- The Washington Times - Thursday, November 28, 2002

Aid to public education, which has been spared so far during Virginia's budget crunch, is a likely target next month when Gov. Mark R. Warner presents his budget to legislative leaders in Richmond.
Virginia faces a nearly $1 billion budget deficit. Mr. Warner has cut almost $5 billion from it since taking office in January without touching education funding considered by many voters a "sacred cow." However, he acknowledged that such a cut might be unavoidable.
Ellen Qualls, the governor's press secretary, has said Mr. Warner has not ruled out administrative cuts.
House Appropriations Chairman Vincent F. Callahan agreed.
"We are going to have to look at the things that have not been touched, and basic aid to education includes one-third of the budget," said Mr. Callahan, Fairfax Republican.
Mr. Warner is expected to release the budget Dec. 20.
Virginia's education budget for fiscal year 2003, beginning July 1, is expected to reach $9.5 billion, about 20 percent of the commonwealth's total operating budget.

→ What to do
Write out everything in the article on Virginia's education budget from "Aid to public" down to "out administrative cuts.", word for word. Rely only on the article about Virginia's education budget.

→ Supplied information
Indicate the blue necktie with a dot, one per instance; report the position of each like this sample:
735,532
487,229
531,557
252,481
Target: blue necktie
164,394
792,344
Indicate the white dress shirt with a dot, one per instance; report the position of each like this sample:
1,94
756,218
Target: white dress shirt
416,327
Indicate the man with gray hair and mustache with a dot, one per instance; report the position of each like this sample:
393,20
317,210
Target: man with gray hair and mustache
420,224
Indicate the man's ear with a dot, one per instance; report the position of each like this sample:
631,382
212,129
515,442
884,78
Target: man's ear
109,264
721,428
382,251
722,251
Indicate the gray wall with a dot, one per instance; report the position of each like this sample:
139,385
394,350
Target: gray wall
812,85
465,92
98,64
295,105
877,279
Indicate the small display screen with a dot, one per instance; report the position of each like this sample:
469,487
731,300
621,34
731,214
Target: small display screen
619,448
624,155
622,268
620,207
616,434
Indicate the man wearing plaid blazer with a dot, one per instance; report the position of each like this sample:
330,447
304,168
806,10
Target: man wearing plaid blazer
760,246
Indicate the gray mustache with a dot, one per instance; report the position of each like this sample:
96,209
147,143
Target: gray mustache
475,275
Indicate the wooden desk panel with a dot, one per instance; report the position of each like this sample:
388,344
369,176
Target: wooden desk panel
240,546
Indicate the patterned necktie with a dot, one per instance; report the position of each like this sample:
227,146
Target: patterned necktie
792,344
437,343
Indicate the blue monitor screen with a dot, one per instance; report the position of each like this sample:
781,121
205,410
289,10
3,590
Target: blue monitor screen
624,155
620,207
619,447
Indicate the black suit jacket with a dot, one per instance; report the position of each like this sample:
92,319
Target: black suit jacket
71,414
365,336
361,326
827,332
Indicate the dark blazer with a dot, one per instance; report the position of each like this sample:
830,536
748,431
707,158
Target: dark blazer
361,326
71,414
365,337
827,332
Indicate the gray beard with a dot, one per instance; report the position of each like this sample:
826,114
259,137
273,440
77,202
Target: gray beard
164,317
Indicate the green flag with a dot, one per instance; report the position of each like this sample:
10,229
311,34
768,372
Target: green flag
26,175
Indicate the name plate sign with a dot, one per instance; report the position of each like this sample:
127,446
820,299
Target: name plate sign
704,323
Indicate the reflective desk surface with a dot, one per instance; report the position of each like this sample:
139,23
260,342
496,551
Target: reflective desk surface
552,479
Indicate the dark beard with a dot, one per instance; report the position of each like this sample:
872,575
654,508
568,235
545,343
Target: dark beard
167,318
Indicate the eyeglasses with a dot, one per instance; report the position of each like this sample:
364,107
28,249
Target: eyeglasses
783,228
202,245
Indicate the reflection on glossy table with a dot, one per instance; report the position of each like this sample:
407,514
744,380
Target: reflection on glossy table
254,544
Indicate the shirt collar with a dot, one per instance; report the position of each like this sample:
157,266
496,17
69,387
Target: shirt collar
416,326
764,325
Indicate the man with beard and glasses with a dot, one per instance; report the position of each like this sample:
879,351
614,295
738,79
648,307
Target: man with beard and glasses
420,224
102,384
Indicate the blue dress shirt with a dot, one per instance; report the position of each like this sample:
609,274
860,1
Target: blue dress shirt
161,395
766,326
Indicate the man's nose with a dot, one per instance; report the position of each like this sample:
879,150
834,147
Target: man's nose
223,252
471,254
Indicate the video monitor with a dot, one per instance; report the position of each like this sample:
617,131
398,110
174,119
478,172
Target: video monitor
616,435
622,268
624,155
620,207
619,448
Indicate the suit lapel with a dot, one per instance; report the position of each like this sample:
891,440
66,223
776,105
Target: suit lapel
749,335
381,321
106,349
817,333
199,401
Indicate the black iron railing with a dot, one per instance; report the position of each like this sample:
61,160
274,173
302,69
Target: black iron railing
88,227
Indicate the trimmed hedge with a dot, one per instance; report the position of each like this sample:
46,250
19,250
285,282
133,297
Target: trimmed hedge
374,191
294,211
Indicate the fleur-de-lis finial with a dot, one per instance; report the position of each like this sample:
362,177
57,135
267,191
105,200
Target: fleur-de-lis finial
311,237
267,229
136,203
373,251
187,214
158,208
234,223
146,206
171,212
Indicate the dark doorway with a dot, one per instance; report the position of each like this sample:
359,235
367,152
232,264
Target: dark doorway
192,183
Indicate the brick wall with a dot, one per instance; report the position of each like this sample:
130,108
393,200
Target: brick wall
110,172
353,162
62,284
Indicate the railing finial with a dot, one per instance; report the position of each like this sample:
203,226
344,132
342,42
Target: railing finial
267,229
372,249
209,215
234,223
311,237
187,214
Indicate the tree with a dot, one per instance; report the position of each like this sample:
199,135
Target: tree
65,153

→ Exercise response
Aid to public education, which has been spared so far during Virginia's budget crunch, is a likely target next month when Gov. Mark R. Warner presents his budget to legislative leaders in Richmond.
Virginia faces a nearly $1 billion budget deficit. Mr. Warner has cut almost $5 billion from it since taking office in January without touching education funding considered by many voters a "sacred cow." However, he acknowledged that such a cut might be unavoidable.
Ellen Qualls, the governor's press secretary, has said Mr. Warner has not ruled out administrative cuts.